■ Problem description
Start at the line in the entries below that contains "pixel 34 129", stop at the line that contains "pixel 308 121", and output exactly the lines in that span, both ends included.

======== Supplied information ========

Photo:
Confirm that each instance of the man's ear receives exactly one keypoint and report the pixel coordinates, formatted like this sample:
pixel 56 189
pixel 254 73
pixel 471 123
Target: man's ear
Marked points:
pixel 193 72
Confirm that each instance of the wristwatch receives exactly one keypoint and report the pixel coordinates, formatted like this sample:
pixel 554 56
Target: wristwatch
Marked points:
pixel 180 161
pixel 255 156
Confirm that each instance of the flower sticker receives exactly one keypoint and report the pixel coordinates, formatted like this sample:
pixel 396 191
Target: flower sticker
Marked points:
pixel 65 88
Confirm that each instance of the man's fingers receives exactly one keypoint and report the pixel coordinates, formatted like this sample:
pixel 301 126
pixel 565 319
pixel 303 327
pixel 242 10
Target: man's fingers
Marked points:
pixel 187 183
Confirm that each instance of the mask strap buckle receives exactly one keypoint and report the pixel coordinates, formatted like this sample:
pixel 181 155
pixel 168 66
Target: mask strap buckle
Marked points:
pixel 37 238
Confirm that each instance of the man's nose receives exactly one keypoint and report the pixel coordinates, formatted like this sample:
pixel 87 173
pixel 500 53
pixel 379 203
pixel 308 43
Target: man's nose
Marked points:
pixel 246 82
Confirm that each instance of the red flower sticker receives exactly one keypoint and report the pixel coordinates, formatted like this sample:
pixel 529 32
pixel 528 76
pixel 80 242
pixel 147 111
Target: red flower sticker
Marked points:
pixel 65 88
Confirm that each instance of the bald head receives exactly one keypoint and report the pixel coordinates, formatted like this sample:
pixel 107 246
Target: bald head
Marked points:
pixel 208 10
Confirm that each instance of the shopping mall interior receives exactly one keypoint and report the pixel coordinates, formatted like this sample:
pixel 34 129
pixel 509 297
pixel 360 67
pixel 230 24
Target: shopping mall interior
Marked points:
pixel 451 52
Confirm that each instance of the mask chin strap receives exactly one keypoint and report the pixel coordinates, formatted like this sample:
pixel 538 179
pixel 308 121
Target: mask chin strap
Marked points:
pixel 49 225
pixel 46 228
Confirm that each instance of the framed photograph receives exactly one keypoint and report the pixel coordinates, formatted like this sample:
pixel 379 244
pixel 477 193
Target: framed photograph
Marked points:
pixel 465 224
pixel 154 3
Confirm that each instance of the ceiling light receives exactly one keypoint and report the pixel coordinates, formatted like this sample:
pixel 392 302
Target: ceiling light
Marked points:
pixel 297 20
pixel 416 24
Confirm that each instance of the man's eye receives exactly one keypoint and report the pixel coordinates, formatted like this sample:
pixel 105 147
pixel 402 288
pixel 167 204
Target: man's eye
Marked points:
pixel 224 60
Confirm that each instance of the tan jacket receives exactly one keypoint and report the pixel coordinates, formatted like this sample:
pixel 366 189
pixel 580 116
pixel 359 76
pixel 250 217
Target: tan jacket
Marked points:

========

■ The answer
pixel 34 129
pixel 509 297
pixel 360 67
pixel 230 24
Target: shopping mall interior
Marked points:
pixel 451 52
Confirm that each instance of the mask chin strap receives exactly one keypoint and report the pixel coordinates, formatted like this sample:
pixel 538 179
pixel 308 121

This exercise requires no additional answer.